** Start of Given records **

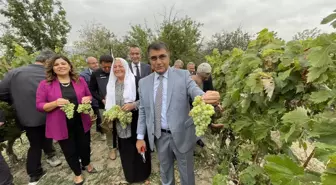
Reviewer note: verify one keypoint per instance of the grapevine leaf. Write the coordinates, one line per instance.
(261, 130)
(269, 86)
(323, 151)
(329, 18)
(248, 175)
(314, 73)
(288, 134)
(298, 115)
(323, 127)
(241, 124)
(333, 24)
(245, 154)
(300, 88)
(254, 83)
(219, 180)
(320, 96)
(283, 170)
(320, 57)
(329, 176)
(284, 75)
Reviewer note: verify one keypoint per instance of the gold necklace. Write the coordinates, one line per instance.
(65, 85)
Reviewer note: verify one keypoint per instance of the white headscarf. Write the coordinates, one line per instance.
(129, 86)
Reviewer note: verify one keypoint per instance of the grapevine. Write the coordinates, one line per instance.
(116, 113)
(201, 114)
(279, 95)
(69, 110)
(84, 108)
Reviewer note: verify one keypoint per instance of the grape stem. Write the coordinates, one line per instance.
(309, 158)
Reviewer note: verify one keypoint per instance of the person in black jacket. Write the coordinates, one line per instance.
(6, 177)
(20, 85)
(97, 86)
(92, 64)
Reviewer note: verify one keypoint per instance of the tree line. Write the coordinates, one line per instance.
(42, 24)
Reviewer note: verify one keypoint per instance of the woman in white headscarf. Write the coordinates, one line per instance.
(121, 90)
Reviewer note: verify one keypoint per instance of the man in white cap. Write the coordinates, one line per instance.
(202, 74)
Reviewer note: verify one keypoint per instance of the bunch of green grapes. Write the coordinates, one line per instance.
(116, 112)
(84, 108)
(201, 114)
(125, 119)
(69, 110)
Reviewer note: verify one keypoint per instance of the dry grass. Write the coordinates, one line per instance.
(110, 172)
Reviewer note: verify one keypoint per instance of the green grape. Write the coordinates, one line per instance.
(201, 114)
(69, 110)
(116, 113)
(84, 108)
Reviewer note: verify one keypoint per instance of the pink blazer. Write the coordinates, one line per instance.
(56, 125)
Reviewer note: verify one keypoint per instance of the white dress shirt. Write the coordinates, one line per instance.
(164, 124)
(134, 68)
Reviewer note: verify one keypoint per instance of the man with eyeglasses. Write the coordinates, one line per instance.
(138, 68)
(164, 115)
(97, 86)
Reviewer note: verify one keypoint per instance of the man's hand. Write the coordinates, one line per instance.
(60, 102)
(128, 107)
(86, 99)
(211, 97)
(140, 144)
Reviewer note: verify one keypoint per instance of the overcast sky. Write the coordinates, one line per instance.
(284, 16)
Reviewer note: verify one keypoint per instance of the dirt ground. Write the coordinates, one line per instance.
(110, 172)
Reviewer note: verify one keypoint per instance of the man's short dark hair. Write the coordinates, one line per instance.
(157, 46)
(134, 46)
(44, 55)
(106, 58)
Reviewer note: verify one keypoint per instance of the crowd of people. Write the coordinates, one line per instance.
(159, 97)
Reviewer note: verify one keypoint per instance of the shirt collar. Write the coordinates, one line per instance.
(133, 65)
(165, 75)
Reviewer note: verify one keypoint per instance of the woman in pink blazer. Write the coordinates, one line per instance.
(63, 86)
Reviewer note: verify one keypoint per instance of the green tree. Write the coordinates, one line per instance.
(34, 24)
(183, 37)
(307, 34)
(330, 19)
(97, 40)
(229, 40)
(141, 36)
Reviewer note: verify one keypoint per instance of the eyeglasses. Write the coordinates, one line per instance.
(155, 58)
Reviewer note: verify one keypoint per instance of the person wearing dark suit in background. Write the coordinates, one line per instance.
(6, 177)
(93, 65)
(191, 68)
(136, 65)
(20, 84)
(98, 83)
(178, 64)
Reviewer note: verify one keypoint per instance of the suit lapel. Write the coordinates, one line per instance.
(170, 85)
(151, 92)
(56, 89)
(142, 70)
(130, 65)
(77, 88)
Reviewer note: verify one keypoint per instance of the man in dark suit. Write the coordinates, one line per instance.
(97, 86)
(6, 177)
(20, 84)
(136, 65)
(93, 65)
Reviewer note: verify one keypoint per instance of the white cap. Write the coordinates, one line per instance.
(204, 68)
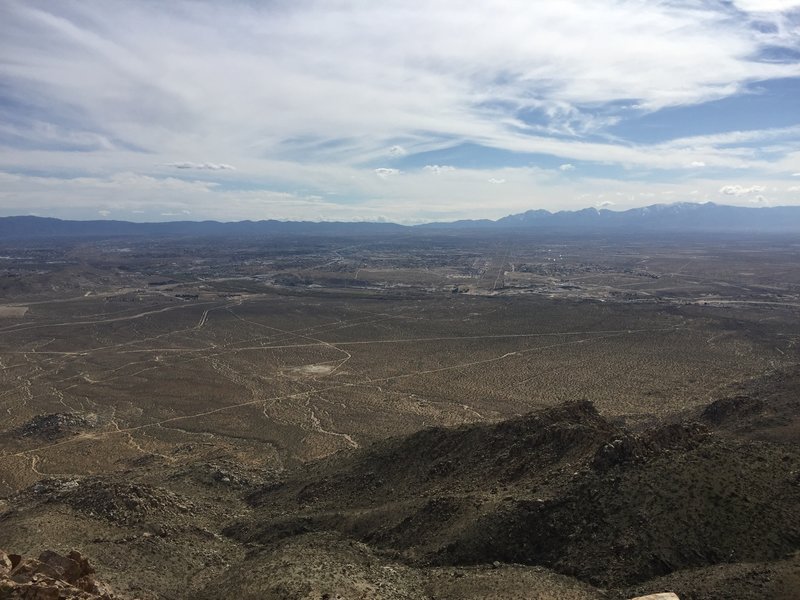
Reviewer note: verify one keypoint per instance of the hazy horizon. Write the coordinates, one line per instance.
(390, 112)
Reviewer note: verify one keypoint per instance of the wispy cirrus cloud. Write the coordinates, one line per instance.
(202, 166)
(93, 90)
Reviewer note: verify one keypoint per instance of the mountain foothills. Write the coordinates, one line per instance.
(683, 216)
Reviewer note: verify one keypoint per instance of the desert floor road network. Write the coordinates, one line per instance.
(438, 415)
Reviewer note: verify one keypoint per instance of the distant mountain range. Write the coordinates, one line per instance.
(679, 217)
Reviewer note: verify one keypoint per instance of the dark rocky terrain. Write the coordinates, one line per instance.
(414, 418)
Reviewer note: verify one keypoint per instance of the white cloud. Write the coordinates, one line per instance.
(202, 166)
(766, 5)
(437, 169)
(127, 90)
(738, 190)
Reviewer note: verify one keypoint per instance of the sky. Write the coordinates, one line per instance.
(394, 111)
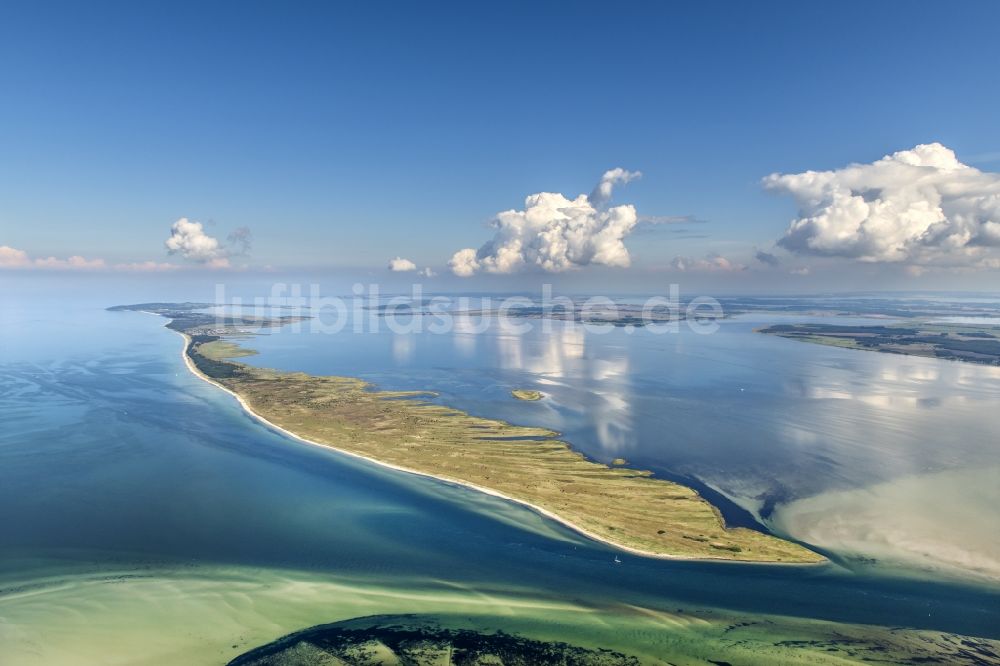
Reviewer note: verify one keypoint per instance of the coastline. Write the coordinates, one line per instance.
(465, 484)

** End of Given records **

Direction: Without the pictures, repeat the listing above exactly.

Response to this task:
Reviewer note: verify one keypoint per instance of the grapevine leaf. Write the coordinates, one line per instance.
(261, 130)
(269, 86)
(323, 151)
(329, 18)
(248, 175)
(314, 73)
(288, 134)
(298, 115)
(323, 127)
(241, 124)
(333, 24)
(245, 154)
(300, 88)
(254, 83)
(219, 180)
(320, 96)
(283, 170)
(320, 57)
(329, 176)
(284, 75)
Reviewer note: verify one keypoint per instance of the gold necklace. Write the coordinates, one line per instance.
(65, 85)
Reviewer note: verify one keypoint per instance of the white headscarf. Write the coordinates, one line per instance.
(129, 86)
Reviewer note: verify one keypoint per instance of the grapevine. Write the coordinates, one line per instance.
(116, 113)
(201, 114)
(279, 95)
(69, 110)
(84, 108)
Reviewer note: verify one keypoint per instance of the grape stem. Write the coordinates, one line per instance.
(309, 158)
Reviewer note: verify one keypoint per instance of the person in black jacket. Write the coordinates, one line per instance.
(6, 177)
(20, 85)
(97, 86)
(92, 64)
Reviewer note: verify one keypoint per instance of the tree line. Write the coordinates, one line per instance.
(42, 24)
Reviewer note: verify one keypoint per instance of the woman in white headscarf. Write the coordinates, one line per instance.
(121, 90)
Reviewer note: verify one keypoint per instance of the man in white cap. Write the coordinates, one line per instance.
(202, 74)
Reviewer note: verify one keypoint per instance of the bunch of green grapes. Write the coordinates, one line per instance.
(116, 112)
(84, 108)
(201, 114)
(125, 119)
(69, 110)
Reviewer note: verify one keypoint per instance of the dry grass. Write the coordinates, one line per instance.
(110, 172)
Reviewer note: verify one keypoint per instance of the green grape. Write the coordinates, one line per instance.
(201, 114)
(69, 110)
(116, 113)
(84, 108)
Reviewer note: verify one keypoint per instance of the pink blazer. Write the coordinates, one line per instance.
(56, 125)
Reviewer note: verify one keypoint per instance of the white dress shirt. Write the coordinates, one line per instance.
(164, 124)
(134, 68)
Reviewer note: verify one keypoint per instance of the man with eyeglasses. Write the coordinates, one line per instance.
(138, 68)
(164, 115)
(97, 86)
Reviewer note: verify one keypoint per instance of the man's hand. Write the coordinates, one line per instance.
(60, 102)
(128, 107)
(86, 99)
(211, 97)
(140, 144)
Reviewer note: verify one keypoint per instance of the overcast sky. Write the coordinates, one line per instance.
(284, 16)
Reviewer note: verify one keypoint per instance of the dirt ground. Write the coordinates, one line per instance.
(110, 172)
Reviewer note: verify one keypoint per instance of the man's short dark hair. Write the coordinates, one line per instance.
(157, 46)
(134, 46)
(44, 55)
(106, 58)
Reviewer note: verify one keypoint per instance of the crowd of people. Write the coordinates, one line per instance.
(159, 97)
Reviewer note: verify one keypoint per instance of the shirt collar. Write the coordinates, one line per instance.
(133, 65)
(165, 75)
Reviewer note: verify one keypoint per instance of the woman in pink blazer. Write the coordinates, one line per instance.
(63, 86)
Reviewer note: verify one keypoint per instance of the green tree. Write the coordinates, one line per instance.
(34, 24)
(183, 37)
(307, 34)
(330, 19)
(97, 40)
(229, 40)
(141, 36)
Reviewer note: verify one keypoint per instance of the eyeglasses. Write the coordinates, one line per instance.
(155, 58)
Reviewer note: verify one keypoint per instance of the person wearing dark suit in background. Write the coordinates, one line per instance.
(6, 177)
(93, 65)
(191, 68)
(136, 65)
(20, 84)
(98, 83)
(178, 64)
Reviewer note: verify one keypoint per instance of the suit lapel. Write the coordinates, one line per instance.
(170, 85)
(151, 92)
(56, 89)
(142, 70)
(130, 65)
(77, 88)
Reviewer note: verify one keypoint per instance of the man in dark suit. Write the coordinates, one line per instance.
(97, 86)
(6, 177)
(20, 84)
(136, 65)
(93, 65)
Reviewer note: verify one keypoint per instance of the white cap. Write the coordinates, one line per instance.
(204, 68)
Reviewer note: verify one keypoint per instance of the hazy horizon. Write the coordinates, one line per instance.
(390, 112)
Reviewer note: verify one keypoint per instance of the wispy cirrus cloud. Write the coordinates, one line per instance.
(202, 166)
(93, 90)
Reviewer note: verify one keypoint per instance of the mountain foothills. Write the coordinates, one line per instance.
(683, 216)
Reviewer note: verify one keypoint per instance of the desert floor road network. Write the coordinates, one line per instance.
(438, 415)
Reviewer note: verify one keypoint per instance of the distant mountain range. Write the coordinates, one line per instance.
(679, 217)
Reviewer note: verify one keypoint per instance of the dark rocky terrain. Write the coordinates, one line per instance.
(414, 418)
Reviewer note: verify one keypoint per instance of the white cloud. Write the coordinates, one line per instance.
(202, 166)
(766, 5)
(437, 169)
(127, 90)
(738, 190)
Reviewer note: verify one keypoint per instance of the sky. Write the coordinates, one line per instance.
(394, 111)
Reviewer note: verify one keypoint per instance of the coastline. Write the coordinates, one line per instance.
(465, 484)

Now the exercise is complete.